----- Supplied passage -----

Pew Research continues to report on the decline of Christianity in America. According to their polling, nearly a third of people raised in the Christian faith currently leave before turning 30 years of age, and an additional 7% do it later. On that trajectory, by 2070 (and probably much sooner), Christianity will become a minority religious faith in this country.

Having worked with churches and ministry organizations my entire life, I think a big reason for this decline is our obsession with BIG. Big evangelistic campaigns, large missions efforts, and massive projects. Think of how many conferences have themes like “Shake the Nations” or “Win the World.” One current campaign is spending $100 million with the goal of “Making Jesus the Biggest Name in Your City.”

All of these efforts are laudable, and I’ve been involved in plenty of them. However, here’s an idea:

Let’s just focus on reaching one person. That’s right. Just one.

When your goal is to reach an entire city, state, or to “shake the nations,” things get pretty impersonal. We can farm it out to professionals and produce TV commercials, billboards, and marketing strategies. But we’ve seen that done again and again, and we’re always back to the same result:

Christianity keeps declining.

----- Supplied material -----

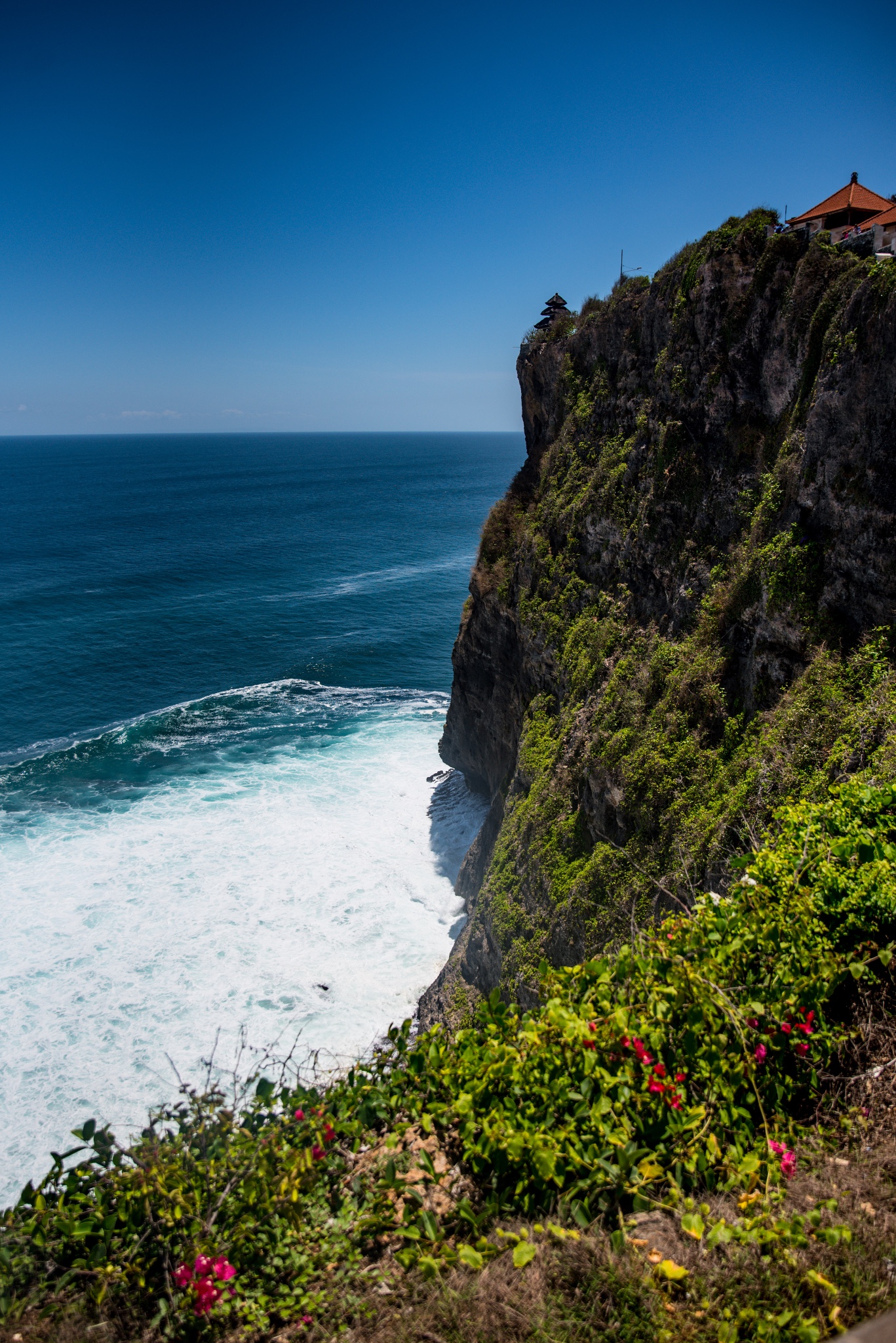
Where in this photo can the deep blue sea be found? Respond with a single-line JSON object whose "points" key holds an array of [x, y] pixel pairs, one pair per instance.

-----
----- Supplied material -----

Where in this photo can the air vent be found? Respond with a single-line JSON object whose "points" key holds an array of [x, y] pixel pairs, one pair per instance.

-----

List of tasks:
#1 List the things that the piece on Christianity's decline says can be produced once outreach is handed to professionals.
#2 Continue the piece on Christianity's decline in America from its last line.

Answers to the exercise:
#1 TV commercials, billboards, and marketing strategies.

#2
In 2017, the General Social Survey revealed that only about 20% of Americans have spent time regularly with their neighbors, and a third say they’ve never interacted with them. A 2021 survey reported that 26% of Millennials don’t even know their neighbor’s name.

So maybe we start there. When was the last time you talked to a single person about Jesus? When was the last time you mentioned to your waiter or waitress that you came to the restaurant from church, and see where that conversation went?

I brought it up to a middle-aged UBER driver some time ago, and discovered he had actually been an evangelist himself in his twenties, but back then just couldn’t give up smoking. As a result, churches stopped calling him and he considered himself a failure, and hadn’t preached the gospel in more than twenty years.

We talked for nearly an hour during our drive from the airport, and by the time we reached my house, I’d made him realize that churches, revivals, and evangelistic campaigns were fine, but there were plenty of other ways he could be effective sharing the gospel. I encouraged him to get back out there in ministry and he could start with his UBER customers.

I’m all for the big campaigns and major evangelistic efforts. But maybe it’s time we tried something that’s been actually working since the days of the Early Church.

Who’s that one person you could reach this week? If each of us use reached one, it could actually do more than all the major evangelistic efforts combined.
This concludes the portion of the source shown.